Stored data:
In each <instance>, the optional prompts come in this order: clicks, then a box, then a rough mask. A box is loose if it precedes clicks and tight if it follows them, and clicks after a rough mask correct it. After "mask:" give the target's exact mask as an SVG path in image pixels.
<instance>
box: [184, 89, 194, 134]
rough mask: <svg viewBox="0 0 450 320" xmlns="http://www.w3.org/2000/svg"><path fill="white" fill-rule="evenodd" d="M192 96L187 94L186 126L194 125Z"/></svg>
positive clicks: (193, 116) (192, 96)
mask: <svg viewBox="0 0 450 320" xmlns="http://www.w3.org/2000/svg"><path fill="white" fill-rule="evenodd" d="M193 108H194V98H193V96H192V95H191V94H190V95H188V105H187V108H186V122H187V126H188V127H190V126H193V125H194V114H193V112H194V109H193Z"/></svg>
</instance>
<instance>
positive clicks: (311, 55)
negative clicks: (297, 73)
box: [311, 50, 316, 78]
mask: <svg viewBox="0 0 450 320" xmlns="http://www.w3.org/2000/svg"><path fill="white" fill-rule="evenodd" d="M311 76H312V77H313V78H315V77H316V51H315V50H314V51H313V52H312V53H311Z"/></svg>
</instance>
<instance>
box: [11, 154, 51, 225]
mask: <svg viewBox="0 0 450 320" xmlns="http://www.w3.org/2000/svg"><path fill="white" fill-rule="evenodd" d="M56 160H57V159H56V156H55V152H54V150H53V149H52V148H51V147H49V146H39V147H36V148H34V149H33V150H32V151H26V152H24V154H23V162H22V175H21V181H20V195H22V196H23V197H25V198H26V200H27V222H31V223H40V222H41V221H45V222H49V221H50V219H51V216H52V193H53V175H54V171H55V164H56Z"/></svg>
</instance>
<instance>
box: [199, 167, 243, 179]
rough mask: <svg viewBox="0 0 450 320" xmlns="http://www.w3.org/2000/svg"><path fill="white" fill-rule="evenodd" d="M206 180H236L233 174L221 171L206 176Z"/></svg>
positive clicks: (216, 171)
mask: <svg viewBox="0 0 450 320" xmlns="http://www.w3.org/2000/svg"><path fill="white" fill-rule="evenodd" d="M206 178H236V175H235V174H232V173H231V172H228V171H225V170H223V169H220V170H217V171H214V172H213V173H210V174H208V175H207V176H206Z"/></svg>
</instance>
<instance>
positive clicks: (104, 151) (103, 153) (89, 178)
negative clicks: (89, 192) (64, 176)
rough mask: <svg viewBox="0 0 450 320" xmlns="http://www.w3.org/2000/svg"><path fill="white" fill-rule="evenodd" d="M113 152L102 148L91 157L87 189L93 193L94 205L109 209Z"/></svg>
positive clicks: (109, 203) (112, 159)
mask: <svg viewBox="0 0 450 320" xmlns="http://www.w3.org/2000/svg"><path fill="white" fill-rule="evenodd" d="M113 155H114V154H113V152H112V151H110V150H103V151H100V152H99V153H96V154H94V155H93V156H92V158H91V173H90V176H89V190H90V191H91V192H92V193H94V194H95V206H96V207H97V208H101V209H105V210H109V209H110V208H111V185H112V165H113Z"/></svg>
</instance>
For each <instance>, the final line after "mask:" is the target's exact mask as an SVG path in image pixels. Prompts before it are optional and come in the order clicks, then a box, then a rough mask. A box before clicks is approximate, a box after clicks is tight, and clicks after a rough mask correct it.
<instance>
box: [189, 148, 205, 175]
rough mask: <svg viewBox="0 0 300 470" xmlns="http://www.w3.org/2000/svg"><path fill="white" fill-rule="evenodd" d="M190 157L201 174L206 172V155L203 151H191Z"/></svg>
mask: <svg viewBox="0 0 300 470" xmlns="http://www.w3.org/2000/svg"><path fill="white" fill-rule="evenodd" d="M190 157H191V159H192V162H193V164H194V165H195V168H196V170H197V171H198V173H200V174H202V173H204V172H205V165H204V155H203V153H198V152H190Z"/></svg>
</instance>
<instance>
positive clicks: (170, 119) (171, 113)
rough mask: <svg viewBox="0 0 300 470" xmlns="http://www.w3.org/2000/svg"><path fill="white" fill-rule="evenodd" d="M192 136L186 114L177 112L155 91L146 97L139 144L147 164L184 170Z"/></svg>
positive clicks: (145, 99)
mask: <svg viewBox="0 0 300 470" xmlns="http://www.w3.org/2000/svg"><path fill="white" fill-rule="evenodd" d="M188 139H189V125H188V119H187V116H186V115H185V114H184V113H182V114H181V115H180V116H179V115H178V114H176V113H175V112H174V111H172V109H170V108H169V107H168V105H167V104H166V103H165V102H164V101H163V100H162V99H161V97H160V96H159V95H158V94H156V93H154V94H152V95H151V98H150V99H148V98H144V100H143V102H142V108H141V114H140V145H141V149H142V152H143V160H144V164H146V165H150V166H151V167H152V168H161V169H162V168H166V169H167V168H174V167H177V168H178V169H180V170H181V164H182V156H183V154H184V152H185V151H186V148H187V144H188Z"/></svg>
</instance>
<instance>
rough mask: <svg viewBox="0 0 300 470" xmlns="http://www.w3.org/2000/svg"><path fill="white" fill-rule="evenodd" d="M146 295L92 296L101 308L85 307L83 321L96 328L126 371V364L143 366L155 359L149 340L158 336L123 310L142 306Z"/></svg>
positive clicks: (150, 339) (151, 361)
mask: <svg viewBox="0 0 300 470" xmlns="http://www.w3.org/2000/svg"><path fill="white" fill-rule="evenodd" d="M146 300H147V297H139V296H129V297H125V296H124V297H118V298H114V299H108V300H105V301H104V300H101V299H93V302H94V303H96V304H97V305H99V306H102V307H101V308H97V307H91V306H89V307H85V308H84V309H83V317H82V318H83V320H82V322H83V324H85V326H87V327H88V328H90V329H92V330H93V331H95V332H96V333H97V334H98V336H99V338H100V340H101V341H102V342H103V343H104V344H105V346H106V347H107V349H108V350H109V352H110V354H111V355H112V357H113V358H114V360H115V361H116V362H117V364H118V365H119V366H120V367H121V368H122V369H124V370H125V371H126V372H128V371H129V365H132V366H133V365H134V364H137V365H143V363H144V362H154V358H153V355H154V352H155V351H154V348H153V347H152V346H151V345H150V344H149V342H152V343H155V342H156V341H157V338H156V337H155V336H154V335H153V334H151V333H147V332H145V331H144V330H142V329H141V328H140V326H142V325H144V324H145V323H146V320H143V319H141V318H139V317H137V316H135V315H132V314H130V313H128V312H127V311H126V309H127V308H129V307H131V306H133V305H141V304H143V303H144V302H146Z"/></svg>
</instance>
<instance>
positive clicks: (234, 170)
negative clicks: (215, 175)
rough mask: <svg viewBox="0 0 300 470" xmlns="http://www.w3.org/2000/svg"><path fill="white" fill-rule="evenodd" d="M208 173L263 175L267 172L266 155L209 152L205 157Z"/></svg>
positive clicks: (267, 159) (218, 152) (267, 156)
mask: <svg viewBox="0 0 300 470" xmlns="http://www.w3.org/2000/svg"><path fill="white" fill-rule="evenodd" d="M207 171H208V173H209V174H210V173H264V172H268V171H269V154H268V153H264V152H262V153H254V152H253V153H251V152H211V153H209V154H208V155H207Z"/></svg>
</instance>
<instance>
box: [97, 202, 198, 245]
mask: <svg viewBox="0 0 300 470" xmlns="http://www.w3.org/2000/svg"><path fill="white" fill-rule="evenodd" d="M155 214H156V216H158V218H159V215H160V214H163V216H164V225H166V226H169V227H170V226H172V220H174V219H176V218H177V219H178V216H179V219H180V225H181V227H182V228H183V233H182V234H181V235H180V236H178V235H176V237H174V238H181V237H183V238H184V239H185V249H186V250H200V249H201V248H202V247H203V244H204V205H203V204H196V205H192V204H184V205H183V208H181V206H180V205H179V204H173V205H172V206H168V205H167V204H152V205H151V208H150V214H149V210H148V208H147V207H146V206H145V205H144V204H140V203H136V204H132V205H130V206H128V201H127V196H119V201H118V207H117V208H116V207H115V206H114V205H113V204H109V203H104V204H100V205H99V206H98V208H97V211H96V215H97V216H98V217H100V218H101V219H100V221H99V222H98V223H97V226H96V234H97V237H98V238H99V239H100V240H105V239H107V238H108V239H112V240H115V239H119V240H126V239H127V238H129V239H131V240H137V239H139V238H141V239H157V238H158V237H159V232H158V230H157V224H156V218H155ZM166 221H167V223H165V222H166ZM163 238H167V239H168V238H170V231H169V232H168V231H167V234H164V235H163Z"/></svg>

> About this task: Count how many lines of the data above contain the string "negative". Give only the number.

> Result of this task: 3